##### DATA SECTION

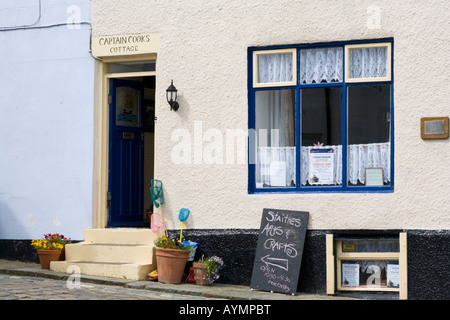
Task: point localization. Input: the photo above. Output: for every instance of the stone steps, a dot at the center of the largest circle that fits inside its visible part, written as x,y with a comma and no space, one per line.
124,253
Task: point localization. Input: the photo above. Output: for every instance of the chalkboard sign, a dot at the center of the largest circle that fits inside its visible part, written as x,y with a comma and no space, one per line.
279,250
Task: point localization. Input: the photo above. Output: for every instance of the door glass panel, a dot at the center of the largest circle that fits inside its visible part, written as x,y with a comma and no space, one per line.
127,106
125,67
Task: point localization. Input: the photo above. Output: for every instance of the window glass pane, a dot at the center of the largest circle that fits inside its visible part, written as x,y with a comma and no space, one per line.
363,274
368,132
124,67
370,246
275,68
275,135
321,65
321,148
368,62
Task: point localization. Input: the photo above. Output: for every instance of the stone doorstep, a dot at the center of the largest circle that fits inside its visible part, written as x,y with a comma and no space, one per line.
131,236
110,253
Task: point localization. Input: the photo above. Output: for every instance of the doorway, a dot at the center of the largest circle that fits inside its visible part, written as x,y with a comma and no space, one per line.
131,102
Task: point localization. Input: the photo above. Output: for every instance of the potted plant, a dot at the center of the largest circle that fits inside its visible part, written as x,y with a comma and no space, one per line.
50,248
171,258
206,270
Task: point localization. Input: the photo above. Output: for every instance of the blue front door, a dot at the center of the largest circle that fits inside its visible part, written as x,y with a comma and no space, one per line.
125,184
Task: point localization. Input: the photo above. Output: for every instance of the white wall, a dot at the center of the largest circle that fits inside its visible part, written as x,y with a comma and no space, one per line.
46,121
203,48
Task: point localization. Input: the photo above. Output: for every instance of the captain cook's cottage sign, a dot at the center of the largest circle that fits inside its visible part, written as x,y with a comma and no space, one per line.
104,46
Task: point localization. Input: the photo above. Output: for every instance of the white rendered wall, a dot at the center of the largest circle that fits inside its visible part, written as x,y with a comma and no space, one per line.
46,121
203,48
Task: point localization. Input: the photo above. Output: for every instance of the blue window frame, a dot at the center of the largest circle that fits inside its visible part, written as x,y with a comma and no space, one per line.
321,117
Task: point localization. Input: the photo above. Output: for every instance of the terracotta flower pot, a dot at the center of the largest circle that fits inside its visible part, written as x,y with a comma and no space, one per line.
171,264
46,256
201,278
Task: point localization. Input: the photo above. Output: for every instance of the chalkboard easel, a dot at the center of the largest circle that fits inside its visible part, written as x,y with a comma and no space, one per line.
279,250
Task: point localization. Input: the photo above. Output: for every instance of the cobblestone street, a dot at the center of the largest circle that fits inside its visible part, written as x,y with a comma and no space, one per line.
31,288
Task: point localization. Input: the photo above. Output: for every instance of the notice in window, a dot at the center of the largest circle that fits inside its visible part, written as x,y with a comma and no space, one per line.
278,174
321,166
392,275
350,274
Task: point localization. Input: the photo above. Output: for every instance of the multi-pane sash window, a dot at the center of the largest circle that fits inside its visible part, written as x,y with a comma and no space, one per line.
321,117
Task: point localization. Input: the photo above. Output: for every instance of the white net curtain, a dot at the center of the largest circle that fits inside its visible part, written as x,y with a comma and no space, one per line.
321,65
275,68
368,62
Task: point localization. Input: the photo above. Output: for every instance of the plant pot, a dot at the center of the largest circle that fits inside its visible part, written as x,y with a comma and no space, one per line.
171,264
201,278
46,256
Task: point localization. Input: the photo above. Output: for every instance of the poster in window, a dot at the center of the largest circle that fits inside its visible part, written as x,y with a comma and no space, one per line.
127,107
321,166
392,275
278,174
350,274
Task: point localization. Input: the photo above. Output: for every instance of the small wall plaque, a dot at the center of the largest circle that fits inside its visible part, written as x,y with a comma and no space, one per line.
434,128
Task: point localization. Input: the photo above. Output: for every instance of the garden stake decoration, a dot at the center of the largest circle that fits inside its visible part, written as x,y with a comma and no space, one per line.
182,216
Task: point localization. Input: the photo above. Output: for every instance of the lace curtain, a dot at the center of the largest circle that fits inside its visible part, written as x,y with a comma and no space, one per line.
368,62
359,157
321,65
275,68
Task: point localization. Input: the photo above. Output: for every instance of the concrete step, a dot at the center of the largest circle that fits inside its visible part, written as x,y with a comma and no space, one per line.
120,236
129,271
124,253
110,253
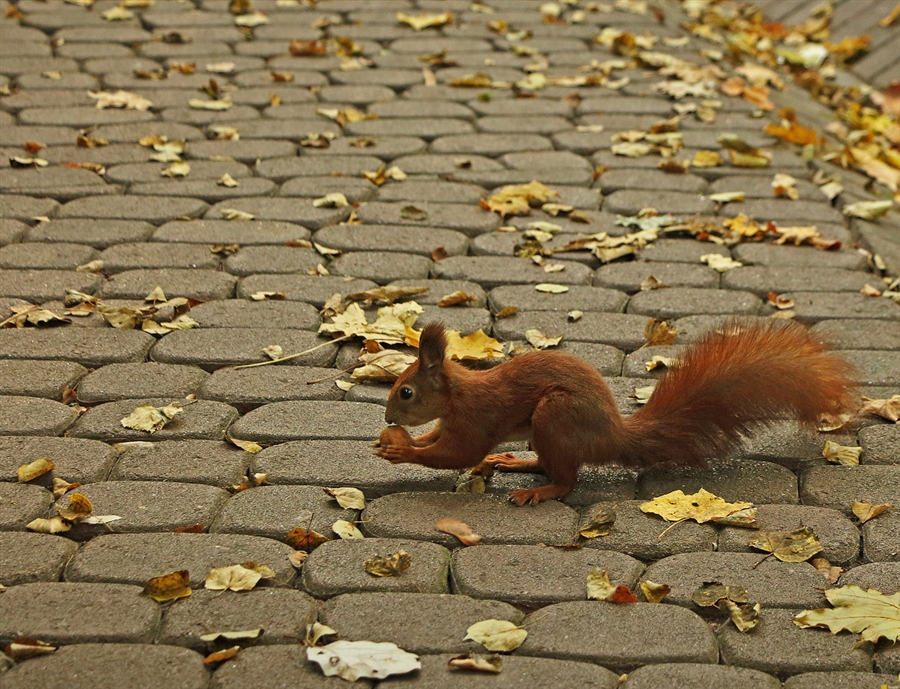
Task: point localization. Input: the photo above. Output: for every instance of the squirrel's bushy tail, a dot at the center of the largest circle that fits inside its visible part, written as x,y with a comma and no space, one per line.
733,379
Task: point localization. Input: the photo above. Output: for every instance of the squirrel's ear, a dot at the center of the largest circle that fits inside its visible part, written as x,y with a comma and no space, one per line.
432,346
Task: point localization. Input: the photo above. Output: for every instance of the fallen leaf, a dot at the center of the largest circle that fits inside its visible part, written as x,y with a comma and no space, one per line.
352,660
423,21
169,586
348,498
459,529
496,635
120,99
148,418
39,467
232,578
870,612
538,340
841,454
702,506
479,663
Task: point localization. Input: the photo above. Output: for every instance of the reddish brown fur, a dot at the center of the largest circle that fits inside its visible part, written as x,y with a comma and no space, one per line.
723,386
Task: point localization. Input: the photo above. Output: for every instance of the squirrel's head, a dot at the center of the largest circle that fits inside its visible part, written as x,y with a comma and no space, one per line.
419,395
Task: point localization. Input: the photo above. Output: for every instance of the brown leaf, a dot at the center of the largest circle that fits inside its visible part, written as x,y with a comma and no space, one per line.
461,530
169,586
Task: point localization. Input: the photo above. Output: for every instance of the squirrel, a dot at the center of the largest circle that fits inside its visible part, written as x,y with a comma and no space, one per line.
732,379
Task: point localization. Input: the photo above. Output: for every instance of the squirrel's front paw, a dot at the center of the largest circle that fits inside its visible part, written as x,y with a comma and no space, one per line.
395,453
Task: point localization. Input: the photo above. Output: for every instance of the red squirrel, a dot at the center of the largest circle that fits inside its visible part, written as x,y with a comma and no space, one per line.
740,376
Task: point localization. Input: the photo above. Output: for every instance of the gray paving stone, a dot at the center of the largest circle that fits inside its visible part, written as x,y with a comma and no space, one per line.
354,190
680,250
212,348
752,481
881,444
578,297
200,420
283,169
132,381
621,637
62,613
764,279
535,575
471,221
859,333
137,557
382,266
638,534
629,276
96,233
807,257
44,285
272,511
346,462
839,680
188,461
675,302
26,208
336,567
441,619
494,271
771,583
213,232
86,346
34,416
816,306
310,420
314,290
700,676
132,208
880,538
301,211
272,259
282,614
77,460
875,367
413,515
149,505
284,665
624,331
22,503
48,379
199,284
27,557
838,535
780,646
108,666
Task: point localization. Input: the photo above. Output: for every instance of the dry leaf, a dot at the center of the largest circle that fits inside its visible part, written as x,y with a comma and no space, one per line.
870,612
169,586
390,565
459,529
654,593
148,418
702,506
352,660
232,578
788,546
865,511
841,454
496,635
346,530
348,498
39,467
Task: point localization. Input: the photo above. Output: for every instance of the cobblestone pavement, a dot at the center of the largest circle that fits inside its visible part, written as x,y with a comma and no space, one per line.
65,389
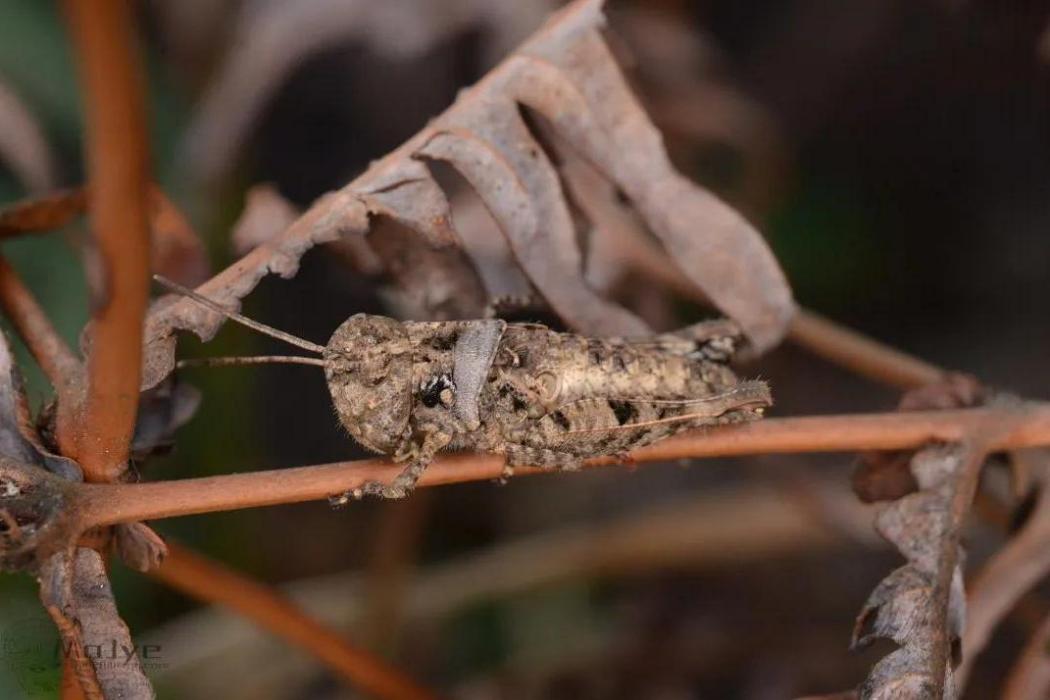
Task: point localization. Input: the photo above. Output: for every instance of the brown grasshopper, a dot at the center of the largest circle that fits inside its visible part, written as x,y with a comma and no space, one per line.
412,388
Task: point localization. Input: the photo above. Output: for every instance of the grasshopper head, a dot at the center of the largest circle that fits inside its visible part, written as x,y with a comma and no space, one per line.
369,370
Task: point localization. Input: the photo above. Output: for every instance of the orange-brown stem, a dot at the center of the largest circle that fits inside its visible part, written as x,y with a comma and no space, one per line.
117,164
213,582
51,353
1025,425
860,354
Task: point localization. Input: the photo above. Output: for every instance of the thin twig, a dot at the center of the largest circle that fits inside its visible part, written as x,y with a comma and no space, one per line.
860,354
51,353
696,532
1026,425
117,163
213,582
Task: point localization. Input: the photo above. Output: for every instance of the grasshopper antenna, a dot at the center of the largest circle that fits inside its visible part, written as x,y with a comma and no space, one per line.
254,359
244,320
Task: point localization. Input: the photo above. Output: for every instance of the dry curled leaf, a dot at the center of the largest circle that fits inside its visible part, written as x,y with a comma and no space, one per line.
886,475
139,546
77,594
272,39
921,606
42,213
565,75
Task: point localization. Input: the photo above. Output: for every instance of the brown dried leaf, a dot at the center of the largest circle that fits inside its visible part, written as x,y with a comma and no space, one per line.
265,215
1029,678
423,281
19,441
23,145
566,75
162,410
1013,570
77,594
33,514
42,213
176,251
272,38
921,606
886,475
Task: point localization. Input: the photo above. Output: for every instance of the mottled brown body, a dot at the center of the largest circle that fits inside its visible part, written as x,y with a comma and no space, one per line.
543,398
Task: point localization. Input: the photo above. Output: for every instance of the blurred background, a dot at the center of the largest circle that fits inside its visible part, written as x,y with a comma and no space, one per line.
895,152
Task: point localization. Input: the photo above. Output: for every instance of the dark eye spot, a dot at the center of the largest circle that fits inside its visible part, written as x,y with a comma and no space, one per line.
431,395
624,410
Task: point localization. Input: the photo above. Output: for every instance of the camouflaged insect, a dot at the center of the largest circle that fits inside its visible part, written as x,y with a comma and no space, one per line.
541,398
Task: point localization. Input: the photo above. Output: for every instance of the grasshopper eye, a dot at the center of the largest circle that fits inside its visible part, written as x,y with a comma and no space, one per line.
438,389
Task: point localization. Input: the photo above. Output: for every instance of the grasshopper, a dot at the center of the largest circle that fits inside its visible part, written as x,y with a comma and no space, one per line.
412,388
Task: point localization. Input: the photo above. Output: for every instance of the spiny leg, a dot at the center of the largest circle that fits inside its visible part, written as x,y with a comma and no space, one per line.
524,455
417,458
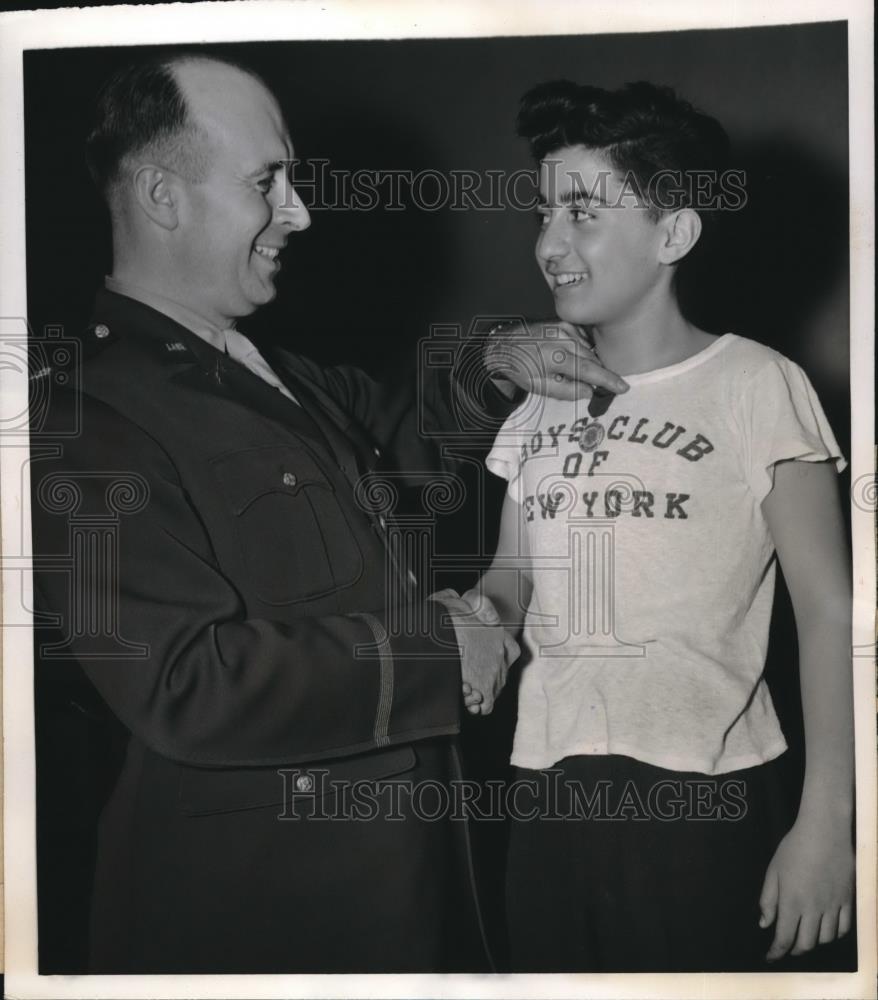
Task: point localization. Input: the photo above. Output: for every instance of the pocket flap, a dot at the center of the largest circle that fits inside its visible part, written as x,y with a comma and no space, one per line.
247,475
204,791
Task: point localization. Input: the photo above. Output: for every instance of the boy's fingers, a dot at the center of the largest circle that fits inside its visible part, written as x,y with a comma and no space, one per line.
784,935
806,937
511,650
828,927
768,899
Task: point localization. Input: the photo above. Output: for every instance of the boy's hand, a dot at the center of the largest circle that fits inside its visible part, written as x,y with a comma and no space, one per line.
484,609
479,610
808,887
549,358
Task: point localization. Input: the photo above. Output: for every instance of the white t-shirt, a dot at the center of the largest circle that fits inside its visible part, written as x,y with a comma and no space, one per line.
653,567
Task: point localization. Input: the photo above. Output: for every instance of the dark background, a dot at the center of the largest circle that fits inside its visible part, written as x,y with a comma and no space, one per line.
362,287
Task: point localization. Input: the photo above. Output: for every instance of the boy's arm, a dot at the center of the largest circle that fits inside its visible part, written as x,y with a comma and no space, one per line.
503,592
809,884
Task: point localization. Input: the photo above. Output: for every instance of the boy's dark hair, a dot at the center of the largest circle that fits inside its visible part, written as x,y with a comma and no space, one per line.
141,108
656,142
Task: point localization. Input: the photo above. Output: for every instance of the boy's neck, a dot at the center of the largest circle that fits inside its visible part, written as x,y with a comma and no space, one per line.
655,337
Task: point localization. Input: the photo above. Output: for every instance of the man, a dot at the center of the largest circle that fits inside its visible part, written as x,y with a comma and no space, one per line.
245,605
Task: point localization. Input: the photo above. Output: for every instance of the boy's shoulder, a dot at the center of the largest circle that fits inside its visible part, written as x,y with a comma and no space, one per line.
745,358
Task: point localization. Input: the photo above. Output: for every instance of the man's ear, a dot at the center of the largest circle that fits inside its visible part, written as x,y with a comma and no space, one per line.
156,195
681,232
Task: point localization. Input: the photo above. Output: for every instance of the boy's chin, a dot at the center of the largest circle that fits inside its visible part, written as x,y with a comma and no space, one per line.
570,314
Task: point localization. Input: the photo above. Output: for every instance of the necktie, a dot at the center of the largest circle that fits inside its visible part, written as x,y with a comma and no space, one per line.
244,351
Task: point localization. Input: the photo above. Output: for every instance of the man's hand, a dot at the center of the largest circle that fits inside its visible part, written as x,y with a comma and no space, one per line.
548,358
486,648
808,887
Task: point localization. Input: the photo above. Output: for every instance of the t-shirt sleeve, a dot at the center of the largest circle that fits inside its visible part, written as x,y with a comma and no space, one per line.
784,421
504,459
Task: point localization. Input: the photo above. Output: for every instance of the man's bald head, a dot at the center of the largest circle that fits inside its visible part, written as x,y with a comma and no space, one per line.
142,115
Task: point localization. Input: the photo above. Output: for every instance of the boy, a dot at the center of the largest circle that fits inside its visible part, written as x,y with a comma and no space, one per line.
637,546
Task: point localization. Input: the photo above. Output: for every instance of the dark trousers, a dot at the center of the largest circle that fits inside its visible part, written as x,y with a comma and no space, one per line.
654,870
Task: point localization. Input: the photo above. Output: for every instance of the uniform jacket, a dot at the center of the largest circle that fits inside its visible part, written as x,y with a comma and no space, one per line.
232,597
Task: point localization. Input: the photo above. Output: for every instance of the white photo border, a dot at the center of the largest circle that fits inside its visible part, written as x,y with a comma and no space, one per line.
274,20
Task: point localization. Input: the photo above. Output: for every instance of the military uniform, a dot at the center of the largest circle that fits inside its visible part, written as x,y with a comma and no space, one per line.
234,614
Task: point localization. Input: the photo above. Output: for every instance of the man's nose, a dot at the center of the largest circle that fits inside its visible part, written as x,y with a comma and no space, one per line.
291,211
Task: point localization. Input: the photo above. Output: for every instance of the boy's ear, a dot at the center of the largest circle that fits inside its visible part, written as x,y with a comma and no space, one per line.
156,195
681,232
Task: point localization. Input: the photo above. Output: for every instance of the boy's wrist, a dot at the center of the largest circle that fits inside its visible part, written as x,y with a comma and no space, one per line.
826,807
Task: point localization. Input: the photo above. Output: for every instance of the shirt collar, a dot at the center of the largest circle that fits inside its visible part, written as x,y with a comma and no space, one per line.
181,314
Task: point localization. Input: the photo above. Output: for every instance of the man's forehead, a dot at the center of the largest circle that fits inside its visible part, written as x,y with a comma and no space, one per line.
228,98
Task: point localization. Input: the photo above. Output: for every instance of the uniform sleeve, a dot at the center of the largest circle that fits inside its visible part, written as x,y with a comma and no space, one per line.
162,633
783,420
504,458
440,397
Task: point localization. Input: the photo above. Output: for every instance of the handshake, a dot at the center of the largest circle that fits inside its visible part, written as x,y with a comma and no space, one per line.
487,649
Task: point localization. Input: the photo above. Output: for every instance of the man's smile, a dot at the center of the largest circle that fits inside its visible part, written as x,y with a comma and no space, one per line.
270,253
567,278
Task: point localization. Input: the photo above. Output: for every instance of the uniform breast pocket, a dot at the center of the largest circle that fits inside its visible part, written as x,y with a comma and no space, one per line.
295,541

##########

THE PROBLEM ▸ The lines to reproduce run from the line containing "the handshake, a" to the end of the listing; write them out exactly and add nothing.

CORRECT RESPONSE ▸
Task: point localization. Input: the photo above. Output: for every instance of the handshake, a dot at the center of the largest circle that fits inside its visible part, written as x,y with a comma and no space, one per line.
487,649
Task: point localization. Input: the photo above. Output: for every instance of the man's smile, a dot at the center of the largest circle that fits inside its visible part, written as x,y with a comma and no space, one per line.
270,253
567,278
Task: point localization. Input: the photo above. Output: for every instance of the uniform breast pocket, a dot at the center of the largest circle that fits inside its visible part, written as x,y with a comma and no space, one per line.
295,541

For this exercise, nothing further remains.